EXERCISE TASKS
1) Retype the passage on broken teeth word for word, from "Broken Tooth and" to "on your well-being.".
2) In the passage on broken teeth, what is named as the hardest substance in your body?

::: EXERCISE TEXT :::

Broken Tooth and Infection

Whether you cracked, broke, or chipped your tooth, you will want to be sure to make an appointment with the dentist to address it. You may not need an emergency appointment, but you should not delay your treatment. Delays early on could cause you more serious issues, more pain, and cost you additional money to address. Future you and your future health will appreciate that you took care of the break before it became a major hindrance on your well-being.

If you choose to leave your broken tooth as is without professional treatment, then you open yourself to infection. The enamel of your teeth is the hardest substance in your body and it is there to protect the inner pulp and delicate tissues of your teeth. When the enamel is disrupted or broken in any way, through a cavity or an accident, then the inside of the tooth is no longer protected. You already know how important it is to brush and floss to address the bacteria causing plaque in your mouth, but that bacteria can cause something even worse. When you have an infection inside your tooth, that often requires a root canal to treat. After the root canal, then the dentist may prescribe antibiotics. Once the infection is clear, the dentist can treat your damaged tooth with a dental crown to create a protective layer over the whole tooth.

::: SUPPLIED INFORMATION :::

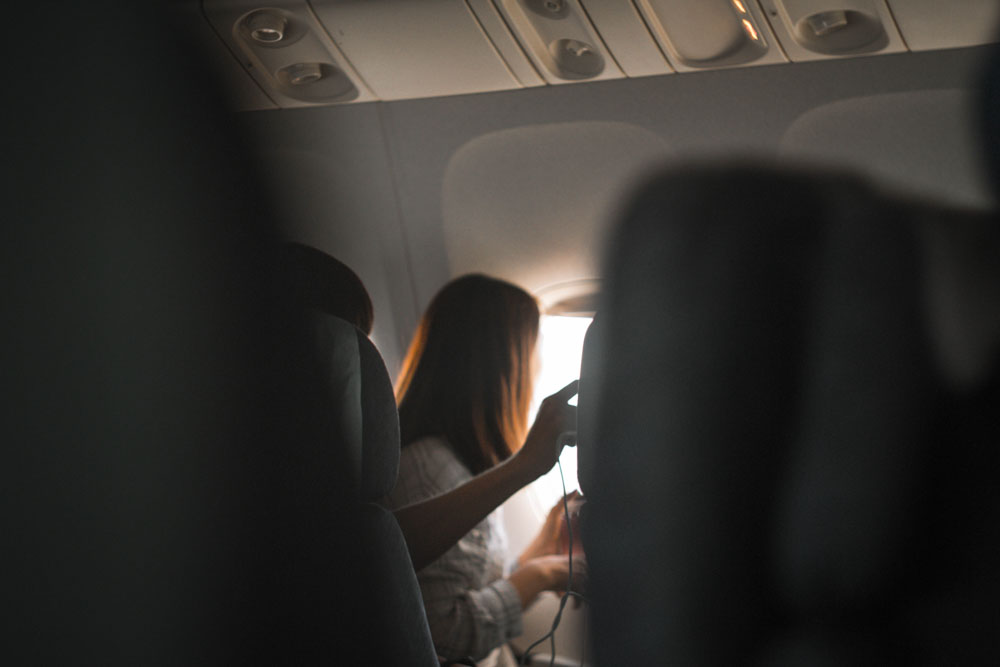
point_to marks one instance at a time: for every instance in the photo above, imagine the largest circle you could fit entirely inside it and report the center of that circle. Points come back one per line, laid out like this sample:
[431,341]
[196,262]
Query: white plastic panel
[920,143]
[820,29]
[241,91]
[531,204]
[935,24]
[627,37]
[405,49]
[559,39]
[298,65]
[707,34]
[505,43]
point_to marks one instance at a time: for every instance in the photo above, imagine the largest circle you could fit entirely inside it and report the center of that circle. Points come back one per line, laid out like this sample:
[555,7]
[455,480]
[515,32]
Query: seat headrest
[380,424]
[358,387]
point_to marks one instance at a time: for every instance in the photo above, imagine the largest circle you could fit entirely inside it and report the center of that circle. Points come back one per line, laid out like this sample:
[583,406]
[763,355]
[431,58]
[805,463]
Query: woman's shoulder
[427,467]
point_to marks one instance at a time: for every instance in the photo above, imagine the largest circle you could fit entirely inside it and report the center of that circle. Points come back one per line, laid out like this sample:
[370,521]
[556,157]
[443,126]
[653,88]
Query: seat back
[381,618]
[788,473]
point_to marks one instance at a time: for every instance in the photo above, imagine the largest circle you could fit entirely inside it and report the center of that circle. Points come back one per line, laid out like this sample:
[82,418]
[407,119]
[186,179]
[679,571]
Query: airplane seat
[588,399]
[791,473]
[381,614]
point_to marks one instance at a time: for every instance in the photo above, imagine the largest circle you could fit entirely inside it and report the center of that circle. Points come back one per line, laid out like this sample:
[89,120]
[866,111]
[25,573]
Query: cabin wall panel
[329,167]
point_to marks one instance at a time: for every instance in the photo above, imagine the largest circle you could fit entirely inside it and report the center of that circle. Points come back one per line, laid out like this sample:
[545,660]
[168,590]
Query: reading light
[266,28]
[826,22]
[301,74]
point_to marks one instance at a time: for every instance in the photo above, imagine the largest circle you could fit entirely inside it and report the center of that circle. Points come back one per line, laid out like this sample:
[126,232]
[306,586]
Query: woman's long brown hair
[467,376]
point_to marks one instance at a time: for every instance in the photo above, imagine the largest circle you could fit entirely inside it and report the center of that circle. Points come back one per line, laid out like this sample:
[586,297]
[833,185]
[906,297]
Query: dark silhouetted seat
[794,454]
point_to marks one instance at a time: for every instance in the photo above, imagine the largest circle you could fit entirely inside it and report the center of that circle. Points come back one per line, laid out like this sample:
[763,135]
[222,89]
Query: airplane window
[560,347]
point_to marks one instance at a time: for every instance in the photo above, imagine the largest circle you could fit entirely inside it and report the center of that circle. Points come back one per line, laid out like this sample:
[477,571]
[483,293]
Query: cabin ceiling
[446,144]
[292,53]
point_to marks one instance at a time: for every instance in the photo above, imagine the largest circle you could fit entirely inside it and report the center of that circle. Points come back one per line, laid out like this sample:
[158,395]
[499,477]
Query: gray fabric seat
[783,467]
[382,617]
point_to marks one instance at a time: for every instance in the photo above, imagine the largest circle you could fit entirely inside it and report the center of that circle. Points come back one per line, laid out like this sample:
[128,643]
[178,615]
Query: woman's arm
[432,526]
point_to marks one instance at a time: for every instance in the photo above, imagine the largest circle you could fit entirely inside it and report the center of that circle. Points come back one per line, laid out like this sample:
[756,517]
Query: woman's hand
[548,573]
[552,535]
[544,443]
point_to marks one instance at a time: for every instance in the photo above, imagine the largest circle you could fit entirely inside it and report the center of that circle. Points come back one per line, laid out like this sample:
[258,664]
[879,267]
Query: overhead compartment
[934,24]
[821,29]
[560,40]
[708,34]
[287,51]
[627,38]
[405,49]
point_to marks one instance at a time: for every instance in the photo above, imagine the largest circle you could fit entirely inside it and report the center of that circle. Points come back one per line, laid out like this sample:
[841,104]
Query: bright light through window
[560,347]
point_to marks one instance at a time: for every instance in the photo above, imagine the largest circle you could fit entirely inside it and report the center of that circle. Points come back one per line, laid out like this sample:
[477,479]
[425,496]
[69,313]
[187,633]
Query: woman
[463,400]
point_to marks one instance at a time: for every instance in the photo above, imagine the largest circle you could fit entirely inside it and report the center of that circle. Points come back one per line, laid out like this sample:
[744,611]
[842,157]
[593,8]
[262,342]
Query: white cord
[551,634]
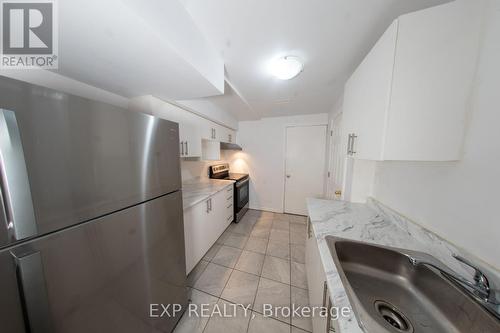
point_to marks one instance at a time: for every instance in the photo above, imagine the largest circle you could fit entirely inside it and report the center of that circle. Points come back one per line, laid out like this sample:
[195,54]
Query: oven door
[241,198]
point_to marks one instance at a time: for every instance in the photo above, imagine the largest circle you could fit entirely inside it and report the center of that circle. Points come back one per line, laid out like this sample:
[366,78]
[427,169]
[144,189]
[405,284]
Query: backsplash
[195,168]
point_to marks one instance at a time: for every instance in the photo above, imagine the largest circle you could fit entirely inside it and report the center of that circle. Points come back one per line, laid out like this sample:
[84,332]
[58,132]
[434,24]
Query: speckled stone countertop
[377,224]
[196,190]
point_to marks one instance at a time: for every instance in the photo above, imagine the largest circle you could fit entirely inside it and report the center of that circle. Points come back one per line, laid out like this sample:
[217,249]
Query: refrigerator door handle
[33,292]
[14,183]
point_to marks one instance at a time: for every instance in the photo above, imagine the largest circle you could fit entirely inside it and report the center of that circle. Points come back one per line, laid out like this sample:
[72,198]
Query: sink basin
[389,294]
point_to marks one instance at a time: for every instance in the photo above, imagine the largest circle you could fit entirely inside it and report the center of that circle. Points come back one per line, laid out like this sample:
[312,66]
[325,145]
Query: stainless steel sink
[390,294]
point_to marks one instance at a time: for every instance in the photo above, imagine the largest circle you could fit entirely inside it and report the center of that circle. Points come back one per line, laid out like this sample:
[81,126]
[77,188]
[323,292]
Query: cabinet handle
[325,291]
[354,136]
[329,317]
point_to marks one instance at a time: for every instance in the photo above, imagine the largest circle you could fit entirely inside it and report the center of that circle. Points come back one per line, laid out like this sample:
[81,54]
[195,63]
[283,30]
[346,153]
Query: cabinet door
[316,278]
[367,95]
[433,74]
[198,233]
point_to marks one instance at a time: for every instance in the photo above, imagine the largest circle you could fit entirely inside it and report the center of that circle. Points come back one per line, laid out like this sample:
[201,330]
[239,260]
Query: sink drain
[393,316]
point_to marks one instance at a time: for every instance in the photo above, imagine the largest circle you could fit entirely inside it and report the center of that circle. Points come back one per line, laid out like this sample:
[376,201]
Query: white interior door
[337,158]
[304,166]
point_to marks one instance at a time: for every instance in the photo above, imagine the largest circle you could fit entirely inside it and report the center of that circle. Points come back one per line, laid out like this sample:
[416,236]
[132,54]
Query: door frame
[331,161]
[284,158]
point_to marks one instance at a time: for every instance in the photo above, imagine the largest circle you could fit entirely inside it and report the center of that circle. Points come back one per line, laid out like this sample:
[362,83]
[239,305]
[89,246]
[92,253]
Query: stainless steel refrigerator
[91,225]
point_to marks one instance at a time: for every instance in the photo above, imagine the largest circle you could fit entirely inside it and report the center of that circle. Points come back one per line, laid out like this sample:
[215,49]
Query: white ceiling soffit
[231,102]
[134,48]
[330,36]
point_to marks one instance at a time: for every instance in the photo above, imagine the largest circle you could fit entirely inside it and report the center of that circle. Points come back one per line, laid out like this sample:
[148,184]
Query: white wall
[61,83]
[263,157]
[459,200]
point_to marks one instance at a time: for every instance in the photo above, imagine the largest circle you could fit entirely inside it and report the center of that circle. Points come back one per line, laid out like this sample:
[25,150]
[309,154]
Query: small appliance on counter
[221,171]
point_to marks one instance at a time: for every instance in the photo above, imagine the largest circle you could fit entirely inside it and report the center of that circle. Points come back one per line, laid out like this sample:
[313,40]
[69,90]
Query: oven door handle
[240,184]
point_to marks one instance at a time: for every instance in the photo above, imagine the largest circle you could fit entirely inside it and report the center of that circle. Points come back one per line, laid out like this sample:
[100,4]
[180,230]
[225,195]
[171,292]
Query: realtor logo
[29,34]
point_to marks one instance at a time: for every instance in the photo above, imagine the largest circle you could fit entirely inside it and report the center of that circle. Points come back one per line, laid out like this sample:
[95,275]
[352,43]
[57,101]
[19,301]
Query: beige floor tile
[298,275]
[227,256]
[195,323]
[261,324]
[196,272]
[213,279]
[241,288]
[236,240]
[232,324]
[300,298]
[282,217]
[298,219]
[260,232]
[281,225]
[297,330]
[255,244]
[278,249]
[212,252]
[279,235]
[298,227]
[274,293]
[250,262]
[298,253]
[223,237]
[276,269]
[244,227]
[298,238]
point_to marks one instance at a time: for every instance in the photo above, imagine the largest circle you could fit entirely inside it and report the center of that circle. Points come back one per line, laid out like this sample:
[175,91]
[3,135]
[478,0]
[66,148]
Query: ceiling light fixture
[286,68]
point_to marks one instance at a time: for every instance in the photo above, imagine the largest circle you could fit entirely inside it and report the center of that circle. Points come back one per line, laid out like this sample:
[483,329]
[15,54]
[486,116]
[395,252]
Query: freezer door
[68,159]
[100,276]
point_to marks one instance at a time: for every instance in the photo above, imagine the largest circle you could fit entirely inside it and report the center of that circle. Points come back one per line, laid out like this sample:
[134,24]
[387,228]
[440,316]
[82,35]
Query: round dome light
[286,68]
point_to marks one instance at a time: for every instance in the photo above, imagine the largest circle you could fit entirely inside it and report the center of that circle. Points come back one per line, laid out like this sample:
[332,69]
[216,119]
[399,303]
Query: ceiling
[331,37]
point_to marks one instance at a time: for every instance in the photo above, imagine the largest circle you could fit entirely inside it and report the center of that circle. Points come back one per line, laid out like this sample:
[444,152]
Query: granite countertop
[196,190]
[377,224]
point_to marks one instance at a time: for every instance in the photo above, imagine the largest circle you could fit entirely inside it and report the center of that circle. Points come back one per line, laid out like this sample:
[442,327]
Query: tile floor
[258,261]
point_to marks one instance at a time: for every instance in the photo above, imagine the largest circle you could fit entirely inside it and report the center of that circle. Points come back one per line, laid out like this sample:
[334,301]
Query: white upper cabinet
[198,137]
[409,98]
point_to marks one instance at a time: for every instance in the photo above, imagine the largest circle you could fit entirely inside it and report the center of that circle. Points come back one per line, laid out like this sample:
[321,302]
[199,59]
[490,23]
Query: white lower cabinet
[203,225]
[316,282]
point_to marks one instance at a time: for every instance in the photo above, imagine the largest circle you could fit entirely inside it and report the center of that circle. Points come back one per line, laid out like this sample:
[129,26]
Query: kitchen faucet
[479,289]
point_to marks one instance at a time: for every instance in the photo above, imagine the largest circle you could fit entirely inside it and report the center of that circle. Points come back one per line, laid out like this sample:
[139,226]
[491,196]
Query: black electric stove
[221,171]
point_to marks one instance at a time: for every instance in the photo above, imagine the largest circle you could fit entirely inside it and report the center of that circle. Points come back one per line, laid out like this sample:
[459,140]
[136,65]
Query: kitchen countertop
[377,224]
[196,190]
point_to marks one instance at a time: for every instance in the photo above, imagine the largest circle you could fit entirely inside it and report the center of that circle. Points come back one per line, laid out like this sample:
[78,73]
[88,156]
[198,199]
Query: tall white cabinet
[409,98]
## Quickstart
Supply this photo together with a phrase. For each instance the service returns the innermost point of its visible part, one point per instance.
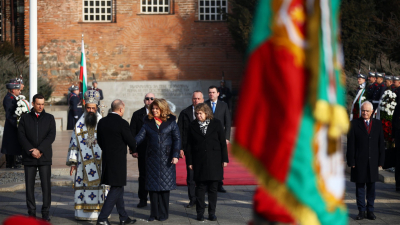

:::

SOLUTIONS TO THE EXERCISE
1)
Broken Tooth and Infection

Whether you cracked, broke, or chipped your tooth, you will want to be sure to make an appointment with the dentist to address it. You may not need an emergency appointment, but you should not delay your treatment. Delays early on could cause you more serious issues, more pain, and cost you additional money to address. Future you and your future health will appreciate that you took care of the break before it became a major hindrance on your well-being.

2) The enamel of your teeth.